*What the task asks*
For this exercise, retype each line of the material below verbatim and omit any picture.

*Records for this task*

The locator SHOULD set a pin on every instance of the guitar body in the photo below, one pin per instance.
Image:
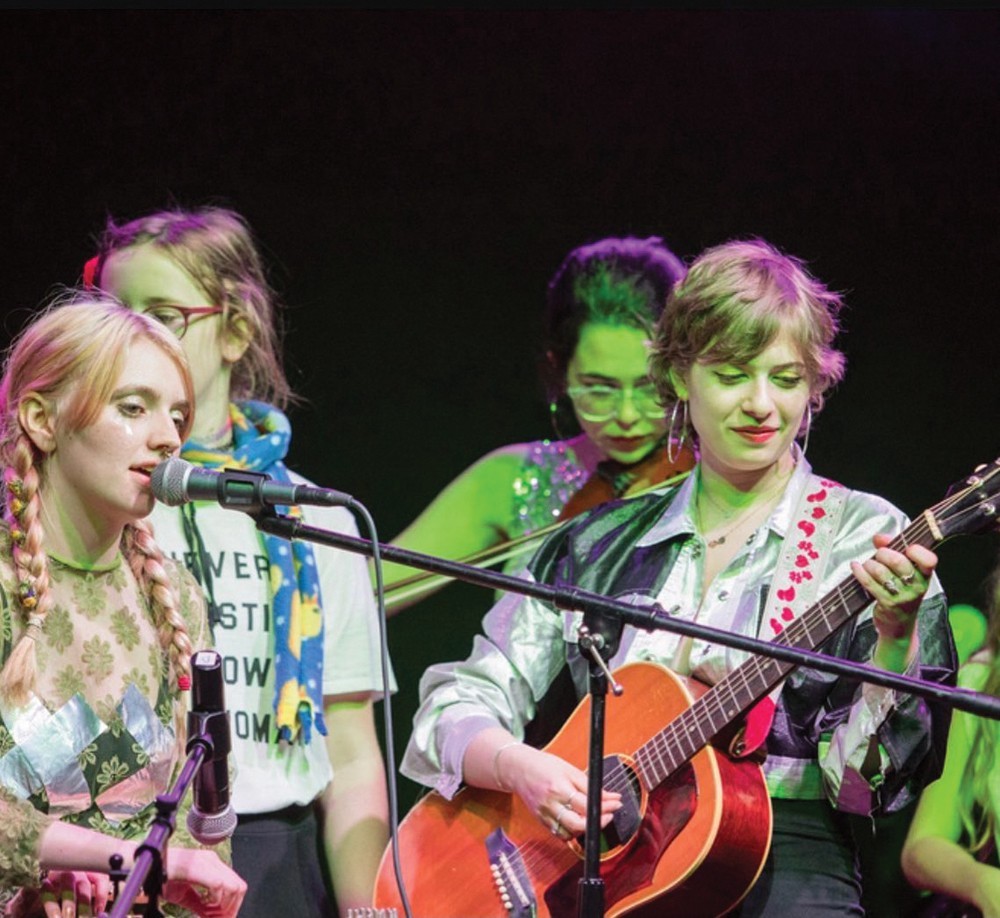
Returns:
(692, 845)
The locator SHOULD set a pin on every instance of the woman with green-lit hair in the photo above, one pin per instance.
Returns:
(951, 846)
(601, 307)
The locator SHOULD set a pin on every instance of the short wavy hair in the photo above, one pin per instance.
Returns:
(734, 301)
(217, 248)
(613, 281)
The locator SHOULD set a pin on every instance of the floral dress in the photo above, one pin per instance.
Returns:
(96, 741)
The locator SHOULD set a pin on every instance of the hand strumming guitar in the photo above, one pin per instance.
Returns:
(554, 790)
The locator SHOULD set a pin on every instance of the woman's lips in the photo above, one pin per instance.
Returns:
(756, 434)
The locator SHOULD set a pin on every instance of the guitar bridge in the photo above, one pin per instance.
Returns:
(510, 877)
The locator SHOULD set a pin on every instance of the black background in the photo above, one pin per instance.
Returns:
(415, 177)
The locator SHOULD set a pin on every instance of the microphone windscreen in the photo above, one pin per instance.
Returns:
(211, 828)
(169, 480)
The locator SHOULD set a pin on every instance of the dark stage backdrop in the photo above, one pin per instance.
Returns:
(416, 177)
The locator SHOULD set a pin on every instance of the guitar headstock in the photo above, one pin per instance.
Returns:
(972, 505)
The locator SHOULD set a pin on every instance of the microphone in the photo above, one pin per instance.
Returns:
(211, 818)
(176, 481)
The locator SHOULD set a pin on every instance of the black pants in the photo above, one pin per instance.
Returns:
(280, 855)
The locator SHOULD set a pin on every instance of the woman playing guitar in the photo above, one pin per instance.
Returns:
(743, 356)
(600, 311)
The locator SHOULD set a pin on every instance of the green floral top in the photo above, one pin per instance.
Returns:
(95, 743)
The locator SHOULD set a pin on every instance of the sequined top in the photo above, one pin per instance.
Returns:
(550, 475)
(95, 742)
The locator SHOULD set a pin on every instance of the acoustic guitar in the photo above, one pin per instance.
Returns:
(694, 829)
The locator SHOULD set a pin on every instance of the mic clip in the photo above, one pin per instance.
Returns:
(242, 490)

*Solution for this problem*
The locator SHOULD set a pin on every instance of the guitar body in the photo below, one pin per instance.
Image:
Returns:
(692, 845)
The locator SHOULD set a pin on every instance of the woman with green-lit hair in the photo above, one pin per instance.
Returns:
(951, 846)
(601, 307)
The locator SHOULD set a pin on every instance of the short wavy hair in the photo above, one pin per instance.
Returns:
(734, 301)
(217, 248)
(613, 281)
The locator SHOULD set a pin on every instance of the floral dress in the photo above, one pin per instance.
Returns:
(96, 741)
The locator SHOULD set a pin on every instance of the hand strumming guitar in the photo above, one pin per instance.
Returns:
(554, 790)
The locator SHOULD set a pin on every instance of the woman's lips in the photo above, one pin per instance.
Returns:
(756, 434)
The locator SHOULD set a pin on every instance of the guitar bridge in the photo above, one pin per instance.
Returns:
(510, 877)
The locator SHOULD set a pin on every instance of the black background in the photo above, one pin per instance.
Returns:
(415, 177)
The locator SHOULD set a pin on every instance of the microphone windscreen in the photo above, one pin per instance.
Returns:
(211, 828)
(169, 480)
The locator SHOULD set a pin on every instance of the dark stage backdrop in the photo above, one pin per instance.
Returns:
(416, 177)
The locator SHOULD set a pin on every instance of the guitar headstock in the photo above, one pin per instance.
Returns:
(972, 505)
The locator SHOULD set a pin on every instance of the microphone in the photo above, one pin per instance.
Returns:
(211, 818)
(176, 481)
The locator SHOULD set a pin on every instance of the black pants in the photo above, one pin per instance.
Returns:
(280, 855)
The locator SHOULD set a pin on every instance of the woman playing guitar in the photo above, one pin per instance.
Returns:
(743, 356)
(600, 311)
The locator SHOULD set a pin on every instance of the green floral top in the photo above, one pin per instance.
Returns:
(95, 743)
The locator SHOULD set a pin on every instance of the sequined top in the photo above, one pin per instance.
Returns:
(550, 475)
(95, 742)
The locator SHOULD set a pin on every instance of the acoustic guitar in the photo above, one pin per instance.
Returns:
(694, 829)
The locator SHOULD set a pin on every instance of the mic clip in the photo above, one pin per instance.
Returns:
(242, 490)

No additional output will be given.